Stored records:

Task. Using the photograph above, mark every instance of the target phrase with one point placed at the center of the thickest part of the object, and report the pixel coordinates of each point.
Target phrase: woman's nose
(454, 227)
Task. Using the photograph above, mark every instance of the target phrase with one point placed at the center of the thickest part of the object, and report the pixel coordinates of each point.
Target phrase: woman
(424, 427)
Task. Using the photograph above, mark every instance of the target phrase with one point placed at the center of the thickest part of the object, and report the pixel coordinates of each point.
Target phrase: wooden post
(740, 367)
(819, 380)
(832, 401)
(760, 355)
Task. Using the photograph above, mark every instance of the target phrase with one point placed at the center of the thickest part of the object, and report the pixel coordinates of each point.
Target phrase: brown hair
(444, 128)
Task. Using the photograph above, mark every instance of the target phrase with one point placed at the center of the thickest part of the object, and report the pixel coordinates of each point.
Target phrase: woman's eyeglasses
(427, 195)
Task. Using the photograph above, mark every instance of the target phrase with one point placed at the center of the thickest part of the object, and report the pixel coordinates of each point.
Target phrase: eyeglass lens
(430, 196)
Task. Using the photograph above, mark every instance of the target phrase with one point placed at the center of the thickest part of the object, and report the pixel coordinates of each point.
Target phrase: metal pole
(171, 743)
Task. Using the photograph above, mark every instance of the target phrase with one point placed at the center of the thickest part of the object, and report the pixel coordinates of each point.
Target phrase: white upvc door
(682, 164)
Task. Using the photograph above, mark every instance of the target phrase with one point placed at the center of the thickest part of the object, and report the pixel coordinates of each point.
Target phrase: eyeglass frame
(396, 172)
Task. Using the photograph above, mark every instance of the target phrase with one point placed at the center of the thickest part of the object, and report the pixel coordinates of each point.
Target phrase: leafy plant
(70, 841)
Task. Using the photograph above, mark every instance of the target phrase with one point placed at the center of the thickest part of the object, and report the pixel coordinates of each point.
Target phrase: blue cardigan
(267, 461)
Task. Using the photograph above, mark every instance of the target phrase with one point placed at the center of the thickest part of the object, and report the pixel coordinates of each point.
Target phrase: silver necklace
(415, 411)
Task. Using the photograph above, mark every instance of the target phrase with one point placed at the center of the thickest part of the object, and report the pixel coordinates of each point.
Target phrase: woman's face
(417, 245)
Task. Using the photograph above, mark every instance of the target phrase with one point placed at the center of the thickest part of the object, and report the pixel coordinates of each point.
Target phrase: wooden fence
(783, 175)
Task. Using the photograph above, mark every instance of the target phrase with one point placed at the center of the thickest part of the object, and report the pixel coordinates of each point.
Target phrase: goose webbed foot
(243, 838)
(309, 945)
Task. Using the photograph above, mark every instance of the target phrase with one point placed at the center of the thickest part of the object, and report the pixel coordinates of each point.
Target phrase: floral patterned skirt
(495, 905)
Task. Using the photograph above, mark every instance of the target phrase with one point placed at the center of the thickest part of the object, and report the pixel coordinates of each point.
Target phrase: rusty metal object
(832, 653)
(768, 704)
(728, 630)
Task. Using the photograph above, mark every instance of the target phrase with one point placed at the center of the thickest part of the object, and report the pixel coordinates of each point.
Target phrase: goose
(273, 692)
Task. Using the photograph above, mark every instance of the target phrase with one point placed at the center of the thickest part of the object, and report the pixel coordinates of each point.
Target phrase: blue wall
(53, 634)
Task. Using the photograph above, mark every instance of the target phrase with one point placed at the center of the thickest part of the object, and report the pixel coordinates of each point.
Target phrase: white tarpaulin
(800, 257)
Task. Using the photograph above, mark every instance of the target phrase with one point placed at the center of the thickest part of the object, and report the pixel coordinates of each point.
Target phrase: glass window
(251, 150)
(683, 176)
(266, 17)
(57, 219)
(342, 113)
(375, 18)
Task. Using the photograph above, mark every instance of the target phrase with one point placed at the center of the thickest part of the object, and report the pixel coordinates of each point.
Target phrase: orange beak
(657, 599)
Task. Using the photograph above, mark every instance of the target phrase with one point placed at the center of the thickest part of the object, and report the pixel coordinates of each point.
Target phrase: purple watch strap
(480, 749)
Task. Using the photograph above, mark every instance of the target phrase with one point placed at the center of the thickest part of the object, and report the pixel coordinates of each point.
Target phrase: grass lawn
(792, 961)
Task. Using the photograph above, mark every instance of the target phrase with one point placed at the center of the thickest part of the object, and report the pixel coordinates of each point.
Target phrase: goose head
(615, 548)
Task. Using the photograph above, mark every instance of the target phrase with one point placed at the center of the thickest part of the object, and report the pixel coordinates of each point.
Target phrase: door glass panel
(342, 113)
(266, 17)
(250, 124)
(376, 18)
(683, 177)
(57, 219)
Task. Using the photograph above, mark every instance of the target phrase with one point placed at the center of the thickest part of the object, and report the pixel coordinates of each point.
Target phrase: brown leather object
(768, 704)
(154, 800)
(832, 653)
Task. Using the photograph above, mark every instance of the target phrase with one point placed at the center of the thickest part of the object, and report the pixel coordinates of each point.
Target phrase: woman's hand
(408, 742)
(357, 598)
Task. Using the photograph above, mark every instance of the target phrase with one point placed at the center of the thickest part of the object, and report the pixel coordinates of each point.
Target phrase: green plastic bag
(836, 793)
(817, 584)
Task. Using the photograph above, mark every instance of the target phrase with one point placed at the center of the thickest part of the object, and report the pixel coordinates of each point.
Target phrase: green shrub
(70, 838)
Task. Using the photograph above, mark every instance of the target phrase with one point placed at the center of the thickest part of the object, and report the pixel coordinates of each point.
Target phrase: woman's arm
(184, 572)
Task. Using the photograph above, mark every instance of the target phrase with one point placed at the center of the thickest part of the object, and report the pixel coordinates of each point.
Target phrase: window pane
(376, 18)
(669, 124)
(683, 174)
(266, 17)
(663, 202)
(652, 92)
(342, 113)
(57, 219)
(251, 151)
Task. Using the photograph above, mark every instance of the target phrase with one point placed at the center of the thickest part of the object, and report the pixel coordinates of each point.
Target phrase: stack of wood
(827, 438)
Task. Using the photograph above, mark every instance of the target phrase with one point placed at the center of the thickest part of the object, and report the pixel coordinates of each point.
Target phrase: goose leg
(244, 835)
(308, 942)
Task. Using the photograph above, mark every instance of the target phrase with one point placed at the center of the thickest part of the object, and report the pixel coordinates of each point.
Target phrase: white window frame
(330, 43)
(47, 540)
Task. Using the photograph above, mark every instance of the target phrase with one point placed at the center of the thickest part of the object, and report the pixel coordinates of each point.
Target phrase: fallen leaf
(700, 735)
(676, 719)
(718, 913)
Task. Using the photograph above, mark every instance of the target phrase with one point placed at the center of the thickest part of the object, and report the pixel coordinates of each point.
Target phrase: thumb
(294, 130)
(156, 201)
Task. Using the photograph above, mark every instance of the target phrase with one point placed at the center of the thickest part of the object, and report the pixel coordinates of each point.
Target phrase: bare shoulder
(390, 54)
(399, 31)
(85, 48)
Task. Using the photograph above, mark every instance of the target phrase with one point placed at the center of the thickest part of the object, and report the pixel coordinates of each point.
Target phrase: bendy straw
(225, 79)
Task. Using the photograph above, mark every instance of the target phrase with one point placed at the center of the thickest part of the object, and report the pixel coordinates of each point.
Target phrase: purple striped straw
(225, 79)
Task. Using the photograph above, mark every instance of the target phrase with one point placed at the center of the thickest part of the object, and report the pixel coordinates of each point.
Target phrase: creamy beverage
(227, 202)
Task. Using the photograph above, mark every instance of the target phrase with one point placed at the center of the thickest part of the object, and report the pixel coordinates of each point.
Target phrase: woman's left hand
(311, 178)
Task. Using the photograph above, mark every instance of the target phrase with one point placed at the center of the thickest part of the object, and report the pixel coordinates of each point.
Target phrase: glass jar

### [About this exercise]
Output each of the records exactly as it stands above.

### [Finished task]
Task. Using the photograph above, mark every instance of the target phrase with one point placed at the center of the thickest part of the object, and report the pixel coordinates of each point.
Target phrase: woman's nose
(454, 227)
Task. Using the photograph above, mark every instance of the target phrase with one point placed at the center of the thickest part of the object, and report the pixel coordinates of each point.
Target phrase: woman
(424, 427)
Task. Using the photograph above, mark every instance of the target phrase with one point placed at the center of the thickest part of the object, and report the pixel coordinates of each point.
Target phrase: wooden post
(740, 367)
(819, 380)
(832, 401)
(760, 355)
Task. Using the photograph above, mark every instance of the target phrase with one point placed at the center of the thickest part of the object, and report the pixel coordinates of each point.
Target phrase: brown hair
(444, 128)
Task. Using the photograph above, mark every instance of the target phrase with one point placed at the center of the thickest part of the object, and report the pixel coordinates of each point.
Target phrase: woman's eyeglasses
(427, 195)
Task. Using the photograph above, mark every instance of the target phrase with one point placed at the center of the thickest part of the object, and report the pixel coordinates of each point.
Target phrase: eyeglass lens
(430, 196)
Task. Using the photograph above, mark every instance of the target phrase with one point placed at the center of the thickest part of the object, and report the pixel coordinates of each point.
Target phrase: metal pole
(171, 743)
Task. Using the photograph above, mark every instance of the target phrase with one point placed at the center of the thickest part of the object, and report the pixel coordinates of each point.
Target phrase: white upvc door
(682, 164)
Task. Using the photograph above, mark every instance of the target phrase with one point placed at the center of the thickest part of the object, and report the pixel coordinates of each point.
Target phrase: eyeglass frame
(396, 172)
Task. Using the photograph above, mark every instance of the target phrase with one point placed at the center of the thickest part of the object, and report the pixel coordinates of each point.
Target phrase: leafy plant
(70, 841)
Task. Using the photograph above, mark every instance of the target phrase with one point placed at the center of the thickest part of the object, and report the pixel coordinates of each point.
Target phrase: blue cardigan
(267, 461)
Task. Using the photograph above, mark every instance of the target phrase with one point placed at the center of the thickest part of the object, and report the pixel coordinates of each point.
Target phrase: silver necklace
(415, 411)
Task. Using the photograph above, mark every instance of the target phrase with one point placed at the center of the thickest part of the object, and report the pixel coordinates of each point.
Target phrase: woman's face
(417, 245)
Task. Using the photograph above, mark every instance of the target phrase with one point placed at the center of the thickest part of the object, and report the pixel coordinates of each point.
Target phrase: wooden fence
(783, 175)
Task. Using the photograph above, mark every instance of the target phrase with one point placed at the center of the thickest part of the object, and report the pixel coordinates of each point.
Target phrase: goose webbed foot
(243, 838)
(309, 945)
Task. Using the photograph above, mark every instance of the target phrase with one point placed at the center of the thickest part of the object, and report the pixel coordinates of each point.
Target phrase: floral patterned skirt
(495, 905)
Task. Using the photograph above, mark every instance of the target phrase with one point placed at the center of the thickest part of the object, and report the pixel coordinates of each point.
Target phrase: rusty metal object
(832, 653)
(768, 704)
(728, 630)
Task. Using the photograph above, mark every instance of the target phrase with one point placed at the center of the thickest part of the object, and report the pixel coordinates of each point.
Target phrase: goose
(273, 692)
Task. Using the photograph above, mark every instance of the target phrase with one point placed at the center of the thickest part of the object, and report the pixel coordinates of each point.
Target phrase: blue wall
(53, 634)
Task. Using the photograph above, mark every instance of the target phrase with one point placed at the center of the thickest part of the object, and report the pixel coordinates of each point.
Target phrase: white tarpaulin
(800, 257)
Task. Using the photograph above, mark every instance of the target phrase with one point placed at the center of the thickest part of the object, and report the pixel coordinates of each point.
Target phrase: glass window
(251, 150)
(683, 176)
(266, 17)
(57, 219)
(342, 113)
(375, 18)
Task. Using the photograph above, mark every instance of the target phrase with one point placed at the center of the thickest part of the object, and report the pixel coordinates of each point.
Target phrase: orange beak
(657, 599)
Task. Using the photograph above, mark every instance of the target phrase with one point placed at the center of the thickest part of the object, and report the pixel coordinates of each point.
Target phrase: purple watch strap
(480, 749)
Task. Using the photograph above, mark every instance of the target phrase with one point placed at the center of the thickest part of the object, and report the pixel coordinates of each point.
Target phrase: grass lawn
(792, 961)
Task. Using the photograph above, mark every instance of the target phrase with one point placed at the center of the thickest part of the object, and report the pixel coordinates of each point.
Target phrase: goose head
(615, 548)
Task. Using the photograph above, mark every instance of the target phrase with one point placed at the center of the thickest part of the object, and report the pixel coordinates of each point.
Target phrase: door glass panel
(342, 113)
(266, 17)
(250, 124)
(376, 18)
(683, 177)
(57, 219)
Task. Using the photograph above, mark every instance of the target phrase with one point placed at the center of the thickest part of the object, and report the pixel coordinates of each point.
Target phrase: brown leather object
(768, 704)
(154, 800)
(832, 653)
Task. Using the photograph above, mark every instance of the target phrase with one point placed at the center of the thickest part of the object, and report the pixel coordinates of each point.
Target phrase: woman's hand
(408, 742)
(357, 598)
Task. Using the photograph above, mark every instance of the target phrase with one point placed at the center of the thickest part of the object, and report the pixel coordinates of each point.
Target phrase: green plastic bag
(836, 793)
(817, 584)
Task. Using the photograph above, mark every instance of the target phrase with one point placed at the center of the thickest part of the object, and report the pixel coordinates of each point.
Target phrase: green shrub
(70, 838)
Task. Using the photograph above, mark every instance of the target phrase with one point placed at the center of the thickest part of the object, and report the pixel coordinates of each point.
Target phrase: woman's arm
(184, 572)
Task. Using the photograph above, mark every instance of the target phrase with one point placed at the center of the thickest part of the object, and report the pixel coordinates of each point.
Target phrase: window pane
(376, 18)
(669, 124)
(683, 174)
(266, 17)
(663, 202)
(652, 92)
(342, 113)
(57, 219)
(251, 151)
Task. Using the photograph above, mark every instance of the target phrase with one point placed at the center of the thickest part of the object, and report the pixel coordinates of each point.
Target phrase: stack of wood
(827, 438)
Task. Using the photograph above, mark every instance of the target phrase with one point placed at the center of the thickest part of the object, and report the pixel coordinates of each point.
Target phrase: goose leg
(244, 835)
(308, 942)
Task. Using the photograph above, mark every instance of the target phrase with one point placed at the center of the thickest part of the object, and report the pixel coordinates of each point.
Target phrase: white window frame
(330, 43)
(47, 540)
Task. Using the photograph above, mark every instance of the target phrase with one point placed at the center of the thickest part of the object, and report the pixel coordinates of each point.
Target phrase: fallen leaf
(700, 735)
(676, 719)
(718, 913)
Task. Using the photograph above, mark every instance of the target phrase with one point placed at the center of the thickest part of the object, and report the pixel coordinates of each point.
Target phrase: thumb
(294, 130)
(156, 201)
Task. Using the photograph above, mark every instance of the target phrase with one point placed at the center of the thickest part of the object, and report the pixel coordinates of each point.
Target phrase: bare shoulder
(390, 54)
(399, 31)
(85, 48)
Task. Using the photograph above, mark every instance of the target phrase with one point placed at the center of the thickest part of the object, and report the pixel coordinates of each point.
Target phrase: bendy straw
(225, 79)
Task. Using the photograph above, mark every instance of the target phrase with one point placed at the center of the thickest part of the object, and report the pixel coordinates of each point.
Target phrase: purple striped straw
(225, 79)
Task. Using the photograph above, mark every instance of the target phrase with one point placed at the center of the thickest part of the object, and report the pixel coordinates of each point.
Target phrase: creamy beverage
(227, 202)
Task. Using the photograph above, mark every instance of the target phrase with one point placed at the center of the thickest part of the object, and report the pixel coordinates of each point.
Target phrase: woman's left hand
(311, 178)
Task. Using the photograph above, mark every instance of the target phrase with one point placed at the center of the thickest part of the object, and report the pixel coordinates of each point.
Target phrase: glass jar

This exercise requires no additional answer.